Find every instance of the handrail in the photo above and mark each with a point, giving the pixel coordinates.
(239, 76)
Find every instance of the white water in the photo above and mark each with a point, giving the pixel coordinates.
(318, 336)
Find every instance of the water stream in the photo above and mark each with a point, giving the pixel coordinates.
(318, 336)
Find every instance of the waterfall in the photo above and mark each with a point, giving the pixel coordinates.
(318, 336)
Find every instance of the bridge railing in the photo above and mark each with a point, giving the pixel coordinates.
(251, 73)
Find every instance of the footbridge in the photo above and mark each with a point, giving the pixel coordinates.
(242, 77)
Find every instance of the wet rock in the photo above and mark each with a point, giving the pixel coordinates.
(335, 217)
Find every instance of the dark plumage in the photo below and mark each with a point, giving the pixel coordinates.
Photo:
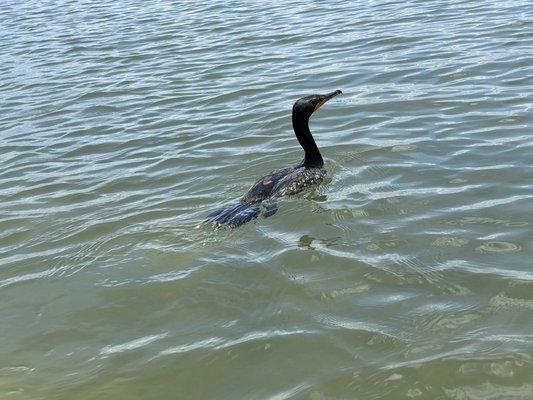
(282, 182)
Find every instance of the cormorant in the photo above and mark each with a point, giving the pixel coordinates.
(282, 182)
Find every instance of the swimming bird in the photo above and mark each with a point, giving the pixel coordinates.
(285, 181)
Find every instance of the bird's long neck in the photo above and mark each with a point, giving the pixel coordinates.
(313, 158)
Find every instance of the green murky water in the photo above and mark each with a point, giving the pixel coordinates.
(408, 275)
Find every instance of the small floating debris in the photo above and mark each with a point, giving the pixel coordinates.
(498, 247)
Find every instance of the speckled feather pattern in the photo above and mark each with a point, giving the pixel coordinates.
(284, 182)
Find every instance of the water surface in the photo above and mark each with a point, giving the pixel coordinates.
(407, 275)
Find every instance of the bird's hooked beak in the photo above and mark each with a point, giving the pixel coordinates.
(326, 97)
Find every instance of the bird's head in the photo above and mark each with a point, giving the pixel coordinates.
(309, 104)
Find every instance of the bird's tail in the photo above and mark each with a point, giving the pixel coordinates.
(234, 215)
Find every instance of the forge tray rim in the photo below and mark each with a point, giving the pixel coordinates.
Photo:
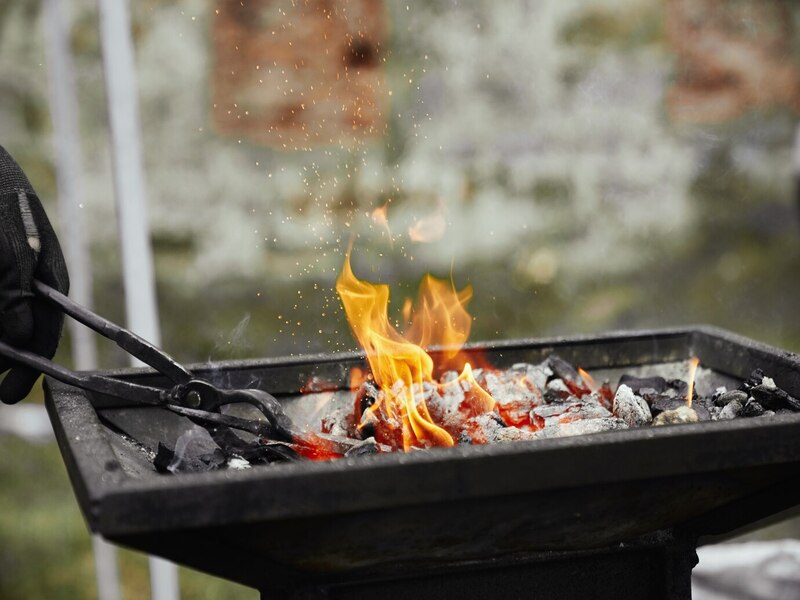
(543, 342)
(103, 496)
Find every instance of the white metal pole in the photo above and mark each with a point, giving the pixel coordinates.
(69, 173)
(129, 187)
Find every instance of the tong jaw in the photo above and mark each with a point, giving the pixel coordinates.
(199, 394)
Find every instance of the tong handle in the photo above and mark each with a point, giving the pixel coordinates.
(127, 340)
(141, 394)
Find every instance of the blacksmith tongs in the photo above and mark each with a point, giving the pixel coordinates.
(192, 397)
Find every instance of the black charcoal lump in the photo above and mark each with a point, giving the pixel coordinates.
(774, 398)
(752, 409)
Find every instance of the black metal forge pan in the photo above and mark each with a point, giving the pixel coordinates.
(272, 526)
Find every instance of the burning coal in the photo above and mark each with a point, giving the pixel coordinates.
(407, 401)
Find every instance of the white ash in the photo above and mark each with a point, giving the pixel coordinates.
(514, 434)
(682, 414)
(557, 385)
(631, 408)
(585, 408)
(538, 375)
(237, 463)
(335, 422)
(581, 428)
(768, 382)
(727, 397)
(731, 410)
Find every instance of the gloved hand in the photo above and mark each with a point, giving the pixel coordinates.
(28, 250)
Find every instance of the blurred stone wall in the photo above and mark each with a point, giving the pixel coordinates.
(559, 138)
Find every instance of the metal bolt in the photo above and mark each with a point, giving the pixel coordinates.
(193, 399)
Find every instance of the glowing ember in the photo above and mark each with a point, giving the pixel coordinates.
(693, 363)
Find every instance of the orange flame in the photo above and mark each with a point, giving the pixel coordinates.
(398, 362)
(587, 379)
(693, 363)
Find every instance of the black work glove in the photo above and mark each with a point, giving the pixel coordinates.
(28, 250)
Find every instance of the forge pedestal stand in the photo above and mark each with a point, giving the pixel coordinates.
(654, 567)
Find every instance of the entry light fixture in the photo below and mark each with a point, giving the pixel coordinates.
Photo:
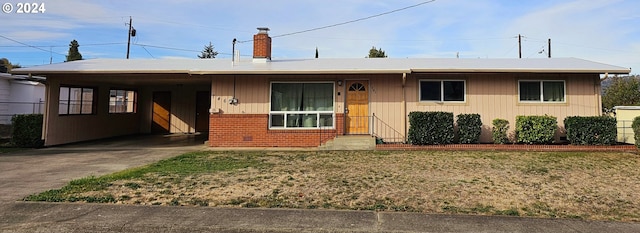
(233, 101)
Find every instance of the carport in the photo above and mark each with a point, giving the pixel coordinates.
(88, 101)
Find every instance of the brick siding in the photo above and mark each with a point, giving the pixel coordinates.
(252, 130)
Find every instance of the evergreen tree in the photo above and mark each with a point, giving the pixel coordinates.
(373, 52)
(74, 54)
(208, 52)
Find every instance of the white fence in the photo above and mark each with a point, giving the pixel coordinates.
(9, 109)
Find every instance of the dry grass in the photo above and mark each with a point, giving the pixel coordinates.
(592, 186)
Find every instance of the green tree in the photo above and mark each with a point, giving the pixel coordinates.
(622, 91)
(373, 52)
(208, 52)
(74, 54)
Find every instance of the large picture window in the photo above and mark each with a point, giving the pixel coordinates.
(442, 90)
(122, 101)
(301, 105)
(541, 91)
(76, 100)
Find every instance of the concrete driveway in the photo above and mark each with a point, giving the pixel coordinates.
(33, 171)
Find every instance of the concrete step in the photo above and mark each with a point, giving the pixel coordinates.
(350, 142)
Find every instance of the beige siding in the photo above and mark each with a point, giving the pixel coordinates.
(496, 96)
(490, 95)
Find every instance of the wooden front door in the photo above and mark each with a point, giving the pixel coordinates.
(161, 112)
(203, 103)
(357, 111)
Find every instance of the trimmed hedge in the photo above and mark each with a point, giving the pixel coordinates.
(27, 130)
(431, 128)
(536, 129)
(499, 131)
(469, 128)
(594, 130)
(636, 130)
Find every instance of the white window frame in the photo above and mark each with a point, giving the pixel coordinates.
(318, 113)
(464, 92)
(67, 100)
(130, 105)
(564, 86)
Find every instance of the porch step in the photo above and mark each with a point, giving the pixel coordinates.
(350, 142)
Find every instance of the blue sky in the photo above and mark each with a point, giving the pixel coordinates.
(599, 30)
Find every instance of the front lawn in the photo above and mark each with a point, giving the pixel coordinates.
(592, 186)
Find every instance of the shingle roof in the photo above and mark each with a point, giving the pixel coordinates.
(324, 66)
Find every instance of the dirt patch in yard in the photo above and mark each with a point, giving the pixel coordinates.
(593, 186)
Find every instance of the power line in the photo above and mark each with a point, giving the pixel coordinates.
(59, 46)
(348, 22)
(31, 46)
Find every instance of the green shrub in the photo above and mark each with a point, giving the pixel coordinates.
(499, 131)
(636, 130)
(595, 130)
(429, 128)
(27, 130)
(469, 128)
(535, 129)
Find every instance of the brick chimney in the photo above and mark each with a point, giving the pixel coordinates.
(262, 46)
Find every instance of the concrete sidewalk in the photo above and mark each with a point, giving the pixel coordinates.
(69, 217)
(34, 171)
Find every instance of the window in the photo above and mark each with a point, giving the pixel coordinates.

* * * * * * *

=== The exercise ===
Reproduce the stretch of the listing from "Find every instance of the concrete sidewalk" through the end of the listing, swapping "window" for "skylight" and leaving everything else the same.

=== Output below ===
Find every instance of the concrete sidewalk in the photo above and mark each with a point, giving the pixel coordinates.
(69, 217)
(34, 171)
Find every instance of the skylight in the photo above and mark each with a point, giving the pixel coordinates.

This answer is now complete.